Document text
You might want to know how much logic and RAM is consumed by this solution.

Design Summary
   Number of registers:   2770 out of 44457 (6%)
      PFU registers:         2767 out of 43848 (6%)
      PIO registers:            3 out of   609 (0%)
   Number of SLICEs:      2963 out of 21924 (14%)
      SLICEs as Logic/ROM:   2891 out of 21924 (13%)
      SLICEs as RAM:           72 out of 16443 (0%)
      SLICEs as Carry:        309 out of 21924 (1%)
   Number of LUT4s:        4154 out of 43848 (9%)
   Number of block RAMs:  28 out of 108 (26%)
   Number of DCS:  1 out of 2 (50%)
   Number of PLLs:  1 out of 4 (25%)

As for the actual program code, containing:

  • UDP stack supporting ARP, ICMP ping
  • Minimal shell (UART)
  • System I/O drivers (UART, Timer, MAC, PWM)

Information shown

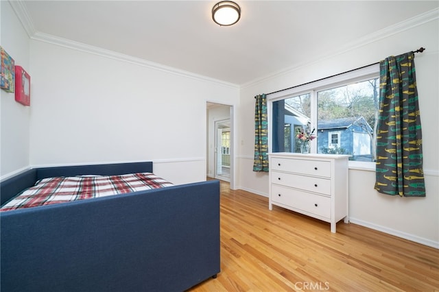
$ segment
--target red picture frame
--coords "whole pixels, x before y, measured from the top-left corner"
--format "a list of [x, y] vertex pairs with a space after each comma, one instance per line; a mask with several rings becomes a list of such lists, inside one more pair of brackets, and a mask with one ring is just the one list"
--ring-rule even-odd
[[15, 66], [15, 101], [30, 106], [30, 76], [21, 66]]

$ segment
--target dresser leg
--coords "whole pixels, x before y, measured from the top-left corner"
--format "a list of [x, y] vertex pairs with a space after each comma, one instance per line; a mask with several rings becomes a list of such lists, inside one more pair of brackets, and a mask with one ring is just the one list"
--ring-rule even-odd
[[337, 228], [337, 223], [336, 222], [331, 222], [331, 232], [332, 233], [335, 233], [336, 228]]

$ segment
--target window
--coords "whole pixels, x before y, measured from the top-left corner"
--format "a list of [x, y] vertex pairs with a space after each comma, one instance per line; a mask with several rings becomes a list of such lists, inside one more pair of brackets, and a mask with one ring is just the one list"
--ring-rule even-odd
[[328, 143], [328, 148], [340, 148], [340, 132], [330, 132], [328, 133], [329, 136], [329, 143]]
[[311, 153], [375, 161], [379, 70], [375, 64], [268, 95], [270, 151], [300, 152], [296, 131], [309, 127], [317, 137]]
[[221, 133], [221, 154], [230, 155], [230, 132], [223, 132]]

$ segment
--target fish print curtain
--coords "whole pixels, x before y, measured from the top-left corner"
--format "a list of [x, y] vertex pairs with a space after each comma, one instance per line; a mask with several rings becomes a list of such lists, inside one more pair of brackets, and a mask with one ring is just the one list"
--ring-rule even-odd
[[414, 59], [410, 52], [380, 62], [375, 188], [401, 197], [425, 197]]
[[254, 160], [253, 171], [268, 172], [268, 121], [267, 97], [257, 95], [254, 107]]

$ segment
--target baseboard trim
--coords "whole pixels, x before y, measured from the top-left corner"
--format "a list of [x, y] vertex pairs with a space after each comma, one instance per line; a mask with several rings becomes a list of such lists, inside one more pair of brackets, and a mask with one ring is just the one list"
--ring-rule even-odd
[[380, 231], [383, 233], [386, 233], [390, 235], [394, 235], [401, 239], [407, 239], [410, 241], [420, 243], [423, 245], [429, 246], [431, 247], [439, 249], [439, 242], [436, 242], [430, 239], [419, 237], [416, 235], [410, 234], [409, 233], [403, 232], [401, 231], [395, 230], [394, 229], [388, 228], [387, 227], [381, 226], [377, 224], [371, 223], [370, 222], [359, 220], [355, 218], [349, 217], [349, 221], [354, 224], [359, 225], [368, 228], [373, 229], [374, 230]]

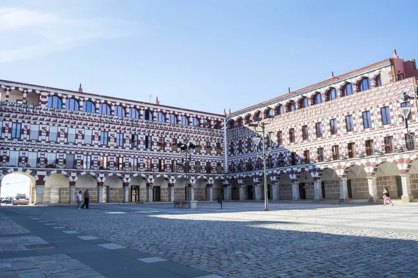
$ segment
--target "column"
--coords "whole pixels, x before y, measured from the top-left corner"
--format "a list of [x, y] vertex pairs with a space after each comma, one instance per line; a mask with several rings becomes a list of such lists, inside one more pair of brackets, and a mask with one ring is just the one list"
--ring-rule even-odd
[[43, 204], [44, 189], [45, 186], [35, 186], [35, 204]]
[[299, 183], [294, 182], [292, 183], [292, 199], [297, 201], [300, 199], [300, 197], [299, 195]]
[[245, 200], [245, 186], [240, 186], [240, 201]]
[[208, 184], [206, 186], [206, 201], [213, 201], [213, 188], [212, 184]]
[[322, 201], [322, 187], [320, 186], [320, 182], [319, 181], [314, 181], [314, 190], [315, 191], [315, 198], [314, 198], [314, 201]]
[[378, 195], [378, 186], [376, 177], [368, 177], [367, 183], [369, 183], [369, 202], [374, 203], [379, 199]]
[[261, 199], [261, 185], [254, 184], [254, 190], [256, 191], [256, 201]]
[[347, 178], [339, 179], [338, 182], [340, 186], [340, 198], [339, 202], [348, 201], [348, 189], [347, 188]]
[[279, 188], [279, 183], [274, 183], [272, 186], [273, 190], [273, 201], [277, 201], [280, 199], [280, 191]]
[[174, 183], [169, 184], [169, 202], [174, 202]]
[[402, 199], [403, 203], [409, 203], [414, 199], [414, 196], [411, 193], [411, 184], [410, 183], [410, 175], [406, 174], [400, 174], [402, 181]]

Exercise details
Copy everything from "Number of SLICEs:      2963" down to "of 16443 (0%)" in the resource-usage text, replacing "Logic/ROM" with "Logic or ROM".

Answer below
Number of SLICEs:      2963 out of 21924 (14%)
      SLICEs as Logic or ROM:   2891 out of 21924 (13%)
      SLICEs as RAM:           72 out of 16443 (0%)